▶ _Reading passage_

# Rain -- chasing the wind ...



## cliffdweller (Jan 31, 2011)

Since the fish have been scarce, Rain spends much of her "beach time" running & running & ... :


----------



## CT Girl (Nov 17, 2010)

Glad to see you are breaking in your new camera. Just gorgeous! How about some Rain in repose, we always see her in motion.


----------



## Chagall's mom (Jan 9, 2010)

Lovely as ever! Only I think it's the wind that's chasing Rain.


----------



## Beaches (Jan 25, 2014)

Amazing pics - beautiful,happy girl!


----------



## elem8886 (Sep 19, 2012)

I love seeing new Rain pictures! 
Clearly the new camera loves Rain as much as the old one


----------



## Pamela (Sep 9, 2008)

THANKS FOR MAKING MY DAY AGAIN!!!!!! CAN gINGER AND I COME AND LIVE WITH YOU AND RAIN? LOL


----------



## laura1960 (Feb 23, 2014)

She is clearly loving life in Florida! These are gorgeous pix of a beautiful dog. Do you have to wash her everytime she visits the beach?


----------



## cliffdweller (Jan 31, 2011)

laura1960 said:


> She is clearly loving life in Florida! These are gorgeous pix of a beautiful dog. Do you have to wash her everytime she visits the beach?


Thank you !

A good shower with a garden hose usually does it, unless it's a bath day anyway.

▶ _Dataset excerpts_
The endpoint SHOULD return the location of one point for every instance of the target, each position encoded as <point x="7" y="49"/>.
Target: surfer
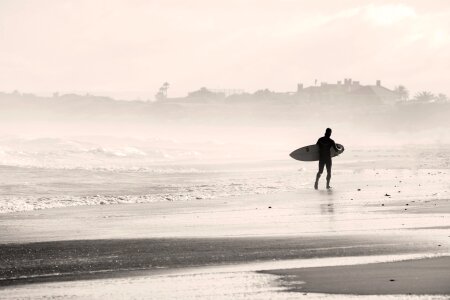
<point x="325" y="144"/>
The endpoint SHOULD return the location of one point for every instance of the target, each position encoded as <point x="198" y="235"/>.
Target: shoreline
<point x="91" y="259"/>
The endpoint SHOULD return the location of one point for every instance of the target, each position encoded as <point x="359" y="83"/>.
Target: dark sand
<point x="84" y="259"/>
<point x="419" y="277"/>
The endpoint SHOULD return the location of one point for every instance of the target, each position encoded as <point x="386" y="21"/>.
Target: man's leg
<point x="321" y="165"/>
<point x="328" y="164"/>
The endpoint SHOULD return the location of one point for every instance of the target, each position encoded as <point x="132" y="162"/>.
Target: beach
<point x="280" y="241"/>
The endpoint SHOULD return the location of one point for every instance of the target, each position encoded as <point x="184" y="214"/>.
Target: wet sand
<point x="359" y="219"/>
<point x="87" y="259"/>
<point x="420" y="277"/>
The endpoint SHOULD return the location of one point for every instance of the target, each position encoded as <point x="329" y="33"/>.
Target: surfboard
<point x="311" y="153"/>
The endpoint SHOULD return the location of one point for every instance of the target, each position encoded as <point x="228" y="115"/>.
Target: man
<point x="325" y="144"/>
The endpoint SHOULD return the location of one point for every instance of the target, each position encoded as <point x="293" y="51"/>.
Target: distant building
<point x="349" y="90"/>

▶ _Tasks to carry out_
1. In the forum thread about Rain, how does cliffdweller usually clean Rain after a beach visit?
2. Using the thread about Rain, explain why Rain spends so much of her beach time running.
3. Continue the forum thread about Rain from its last post.
You can set the entries aside; none of them is needed here.

▶ _Answers to the exercises_
1. With a good shower from a garden hose, unless it's a bath day anyway.

2. The fish have been scarce, so Rain spends much of her "beach time" running instead.

3.
CT Girl said:


> ... How about some Rain in repose, we always see her in motion.


Rain in the morning :


----------



## Pamela (Sep 9, 2008)

look where you live!!! right on the water I am soooo jealous!!! she is a beautiful dog!


----------



## lily cd re (Jul 23, 2012)

I wish I could have Lily run like that most days, then maybe she would be tired enough to drop off to sleep quickly. I bet Rain sleeps really well after those outings.


----------



## CT Girl (Nov 17, 2010)

A beautiful backdrop to take a picture of your beautiful girl. Rain in repose is lovely, she can be still! Good point Catherine, I bet Rain sleeps like a baby after a mangrove outing.


----------



## cliffdweller (Jan 31, 2011)

lily cd re said:


> I wish I could have Lily run like that most days, then maybe she would be tired enough to drop off to sleep quickly. I bet Rain sleeps really well after those outings.





CT Girl said:


> A beautiful backdrop to take a picture of your beautiful girl. Rain in repose is lovely, she can be still! Good point Catherine, I bet Rain sleeps like a baby after a mangrove outing.


Thank you !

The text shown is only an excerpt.